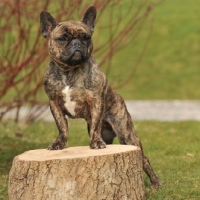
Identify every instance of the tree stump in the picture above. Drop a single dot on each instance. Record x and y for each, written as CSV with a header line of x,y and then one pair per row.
x,y
78,173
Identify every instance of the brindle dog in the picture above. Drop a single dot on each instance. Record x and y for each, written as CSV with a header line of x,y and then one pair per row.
x,y
77,88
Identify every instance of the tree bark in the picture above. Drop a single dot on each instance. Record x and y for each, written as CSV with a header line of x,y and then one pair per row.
x,y
78,173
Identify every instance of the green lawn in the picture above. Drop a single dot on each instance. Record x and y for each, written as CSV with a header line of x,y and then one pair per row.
x,y
173,149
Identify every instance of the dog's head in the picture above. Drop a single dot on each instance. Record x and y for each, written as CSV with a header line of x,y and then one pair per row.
x,y
69,43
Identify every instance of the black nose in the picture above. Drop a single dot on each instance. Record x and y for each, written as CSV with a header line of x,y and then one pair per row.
x,y
76,43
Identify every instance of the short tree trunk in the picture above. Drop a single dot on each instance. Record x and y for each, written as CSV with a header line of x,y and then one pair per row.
x,y
78,173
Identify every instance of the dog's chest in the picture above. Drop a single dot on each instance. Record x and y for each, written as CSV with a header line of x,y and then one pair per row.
x,y
68,103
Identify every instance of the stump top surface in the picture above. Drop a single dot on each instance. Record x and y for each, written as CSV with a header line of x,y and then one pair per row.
x,y
74,152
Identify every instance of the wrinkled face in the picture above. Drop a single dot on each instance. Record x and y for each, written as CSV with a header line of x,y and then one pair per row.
x,y
70,43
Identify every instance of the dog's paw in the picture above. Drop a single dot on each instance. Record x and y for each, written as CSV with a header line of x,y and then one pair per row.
x,y
56,146
97,144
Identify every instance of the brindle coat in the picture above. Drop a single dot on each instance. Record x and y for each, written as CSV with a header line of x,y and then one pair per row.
x,y
77,88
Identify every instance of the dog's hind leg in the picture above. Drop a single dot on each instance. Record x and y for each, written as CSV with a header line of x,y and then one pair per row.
x,y
107,133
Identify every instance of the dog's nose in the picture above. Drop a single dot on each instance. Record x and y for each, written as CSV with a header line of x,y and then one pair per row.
x,y
76,43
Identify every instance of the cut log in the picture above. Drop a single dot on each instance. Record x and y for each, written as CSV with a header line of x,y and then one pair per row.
x,y
78,173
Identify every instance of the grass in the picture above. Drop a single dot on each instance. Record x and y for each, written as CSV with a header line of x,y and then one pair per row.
x,y
173,149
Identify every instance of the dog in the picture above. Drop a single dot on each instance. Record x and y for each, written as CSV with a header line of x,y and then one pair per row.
x,y
77,88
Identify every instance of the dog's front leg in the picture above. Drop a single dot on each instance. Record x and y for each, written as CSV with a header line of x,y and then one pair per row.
x,y
62,126
97,110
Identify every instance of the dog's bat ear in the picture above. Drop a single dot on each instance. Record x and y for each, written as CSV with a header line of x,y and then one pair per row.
x,y
47,23
90,17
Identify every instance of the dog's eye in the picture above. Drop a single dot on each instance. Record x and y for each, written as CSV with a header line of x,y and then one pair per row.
x,y
86,37
61,39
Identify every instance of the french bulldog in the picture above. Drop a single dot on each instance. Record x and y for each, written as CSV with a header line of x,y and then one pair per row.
x,y
77,88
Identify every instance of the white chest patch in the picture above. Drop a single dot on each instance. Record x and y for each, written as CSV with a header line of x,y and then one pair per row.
x,y
69,105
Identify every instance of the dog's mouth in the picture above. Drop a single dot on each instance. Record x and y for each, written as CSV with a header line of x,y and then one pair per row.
x,y
77,55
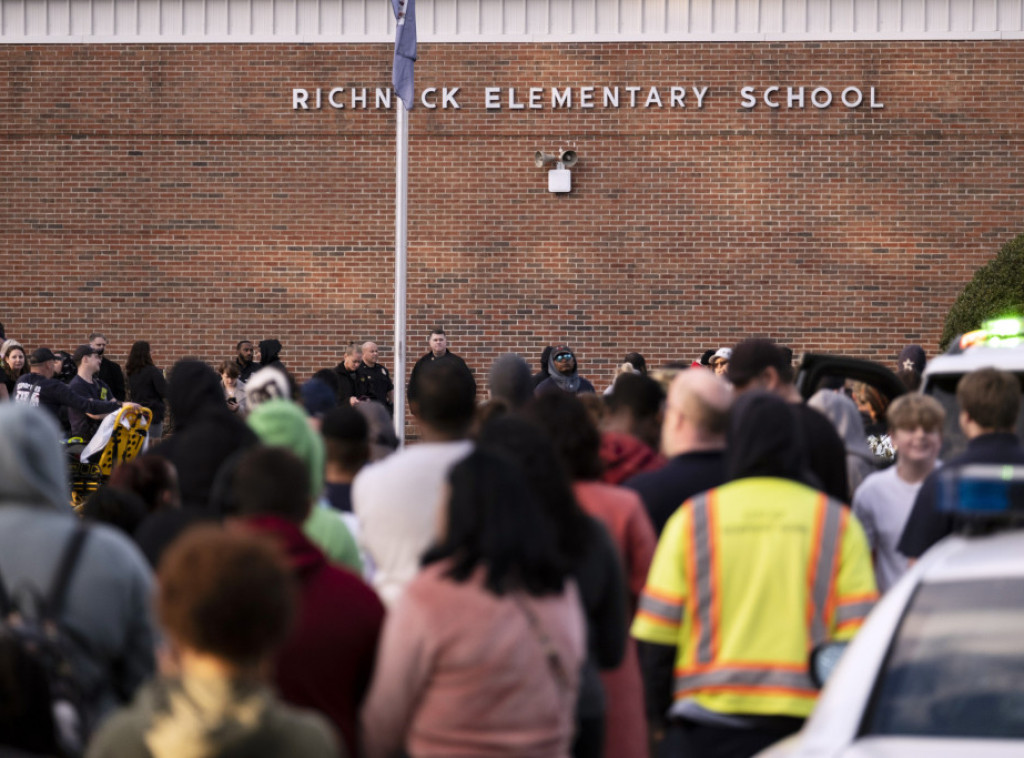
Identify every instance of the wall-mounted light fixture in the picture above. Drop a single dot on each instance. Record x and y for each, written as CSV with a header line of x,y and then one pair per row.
x,y
559,178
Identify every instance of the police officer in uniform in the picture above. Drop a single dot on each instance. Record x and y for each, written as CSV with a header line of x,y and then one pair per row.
x,y
38,387
379,384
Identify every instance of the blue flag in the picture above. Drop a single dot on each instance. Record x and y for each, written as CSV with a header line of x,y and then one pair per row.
x,y
404,50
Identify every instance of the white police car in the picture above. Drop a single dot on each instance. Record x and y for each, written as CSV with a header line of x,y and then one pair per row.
x,y
999,344
938,668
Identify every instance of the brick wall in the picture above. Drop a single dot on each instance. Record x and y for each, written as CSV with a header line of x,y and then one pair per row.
x,y
172,194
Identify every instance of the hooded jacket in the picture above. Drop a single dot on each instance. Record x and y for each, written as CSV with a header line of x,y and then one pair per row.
x,y
206,432
843,414
108,606
283,423
572,383
328,660
765,439
269,350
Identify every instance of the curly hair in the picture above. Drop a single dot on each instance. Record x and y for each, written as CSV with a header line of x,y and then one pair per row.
x,y
228,594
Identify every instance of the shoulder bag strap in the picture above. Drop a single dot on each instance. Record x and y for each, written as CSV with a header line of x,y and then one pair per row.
x,y
550,651
55,598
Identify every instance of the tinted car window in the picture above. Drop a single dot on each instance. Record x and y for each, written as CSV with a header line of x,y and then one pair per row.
x,y
956,664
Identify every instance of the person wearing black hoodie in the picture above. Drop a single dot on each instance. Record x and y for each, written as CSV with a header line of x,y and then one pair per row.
x,y
269,354
563,374
206,432
777,567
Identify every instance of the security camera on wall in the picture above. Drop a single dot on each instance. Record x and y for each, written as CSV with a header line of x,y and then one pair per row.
x,y
559,178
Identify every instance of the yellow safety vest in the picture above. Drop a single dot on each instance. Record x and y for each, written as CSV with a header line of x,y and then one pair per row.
x,y
745,580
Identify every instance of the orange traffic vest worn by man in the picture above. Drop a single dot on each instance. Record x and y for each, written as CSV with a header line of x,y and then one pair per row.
x,y
747,579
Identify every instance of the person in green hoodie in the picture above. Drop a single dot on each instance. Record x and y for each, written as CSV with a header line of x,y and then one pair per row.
x,y
282,423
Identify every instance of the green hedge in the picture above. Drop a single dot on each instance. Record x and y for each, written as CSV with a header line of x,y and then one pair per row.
x,y
997,289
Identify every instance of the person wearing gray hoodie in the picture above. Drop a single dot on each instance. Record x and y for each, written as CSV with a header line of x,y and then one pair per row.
x,y
107,611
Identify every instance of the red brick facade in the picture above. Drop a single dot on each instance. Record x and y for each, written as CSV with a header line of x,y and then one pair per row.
x,y
172,194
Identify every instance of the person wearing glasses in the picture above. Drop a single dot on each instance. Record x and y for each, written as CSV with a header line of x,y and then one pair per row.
x,y
563,375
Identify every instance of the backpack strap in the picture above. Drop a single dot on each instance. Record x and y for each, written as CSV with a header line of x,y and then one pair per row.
x,y
55,598
5,605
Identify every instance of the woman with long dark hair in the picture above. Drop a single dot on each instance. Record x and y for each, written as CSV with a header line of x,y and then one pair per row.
x,y
146,385
481,654
597,569
12,366
577,440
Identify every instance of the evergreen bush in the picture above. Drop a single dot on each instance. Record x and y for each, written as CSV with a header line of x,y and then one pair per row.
x,y
996,290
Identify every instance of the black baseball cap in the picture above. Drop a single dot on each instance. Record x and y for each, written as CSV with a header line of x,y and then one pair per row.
x,y
752,356
83,350
41,355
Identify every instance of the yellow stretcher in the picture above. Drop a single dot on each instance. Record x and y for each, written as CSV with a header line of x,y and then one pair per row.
x,y
120,438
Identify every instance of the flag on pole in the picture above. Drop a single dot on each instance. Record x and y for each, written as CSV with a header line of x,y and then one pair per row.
x,y
404,50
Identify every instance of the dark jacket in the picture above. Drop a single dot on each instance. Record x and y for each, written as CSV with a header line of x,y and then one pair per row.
x,y
206,433
351,383
112,375
269,349
598,573
682,477
328,660
82,425
449,356
35,389
378,383
148,388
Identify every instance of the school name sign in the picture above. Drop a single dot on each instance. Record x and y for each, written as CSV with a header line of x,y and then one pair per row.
x,y
588,97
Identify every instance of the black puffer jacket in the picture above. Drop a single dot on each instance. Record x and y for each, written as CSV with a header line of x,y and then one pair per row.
x,y
206,433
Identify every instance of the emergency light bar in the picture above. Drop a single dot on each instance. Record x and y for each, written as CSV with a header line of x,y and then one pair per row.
x,y
1007,332
987,491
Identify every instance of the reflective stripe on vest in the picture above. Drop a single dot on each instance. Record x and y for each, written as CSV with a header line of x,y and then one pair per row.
x,y
824,563
659,608
821,573
702,583
768,676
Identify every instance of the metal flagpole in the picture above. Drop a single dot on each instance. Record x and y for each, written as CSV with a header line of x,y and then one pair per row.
x,y
400,241
401,80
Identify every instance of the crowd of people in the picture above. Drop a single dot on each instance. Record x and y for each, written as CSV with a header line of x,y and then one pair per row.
x,y
555,572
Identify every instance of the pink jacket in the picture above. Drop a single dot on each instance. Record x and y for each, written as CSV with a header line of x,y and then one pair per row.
x,y
460,672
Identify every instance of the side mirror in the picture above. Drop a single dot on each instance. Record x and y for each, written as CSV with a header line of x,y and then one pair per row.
x,y
823,661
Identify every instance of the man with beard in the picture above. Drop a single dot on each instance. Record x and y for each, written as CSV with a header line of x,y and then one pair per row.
x,y
438,353
563,374
379,384
110,373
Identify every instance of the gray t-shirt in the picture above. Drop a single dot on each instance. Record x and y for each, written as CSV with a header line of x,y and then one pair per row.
x,y
883,503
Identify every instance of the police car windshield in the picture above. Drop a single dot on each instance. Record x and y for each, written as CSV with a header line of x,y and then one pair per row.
x,y
956,664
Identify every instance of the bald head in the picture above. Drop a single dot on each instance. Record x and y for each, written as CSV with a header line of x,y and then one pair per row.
x,y
697,413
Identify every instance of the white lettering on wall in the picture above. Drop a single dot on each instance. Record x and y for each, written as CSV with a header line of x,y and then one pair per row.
x,y
775,96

- [Exercise instructions] In the entries above, find the line containing "Identify every instance of the metal". Set down that line and every line after it through the last one, exactly and alone.

- [Task answer]
Identify every instance of the metal flagpole in the picture above. Drop a single dot on each instance. Record x and y for each, written as CSV with a header line of x,y and then one pair per row.
x,y
400,241
401,80
Identify every instance of the crowd of people in the picture above. Drop a single dot on each instance. Record x and y for each, written as CSV with a header line of x,y and then one pair per row.
x,y
555,572
Identify every instance of the pink jacket in the picture above. Drop a single dot on each instance. Record x and y for each, written as CSV with a header line of x,y and then one pair per row.
x,y
460,672
Identify every instance of the side mirror in the picture above. Drop a single dot on each instance. Record x and y for each, written as CSV with a header line of x,y and then one pair per row.
x,y
823,661
Identify every instance of the man with beard in the picture above. Drop a single dot on each instance. Record x and y for each, written as CSV with a header line of x,y and then one pair per row.
x,y
438,353
563,374
379,384
110,373
Identify every instance of the gray t-shirt in the picture above. Drop a single dot on each instance. Record x and y for each, written as CSV with a header line of x,y and then one pair per row.
x,y
883,503
Identify every instance of the police car windshield in the picture above. Drop a single dot on each instance. Record x and y for each, written as CSV with a header line of x,y and then one pair per row.
x,y
956,664
Identify every instance of the bald head in the picture above. Drop a single dot on each instance. Record x and y for each, written as CSV with a header line of x,y and then one pair per row.
x,y
697,413
Identify every instance of the white lettering on wall in the picture above. Drop a single dot on each instance. Record x and y for each, written as CSV with a header line of x,y and then one pair per row.
x,y
775,96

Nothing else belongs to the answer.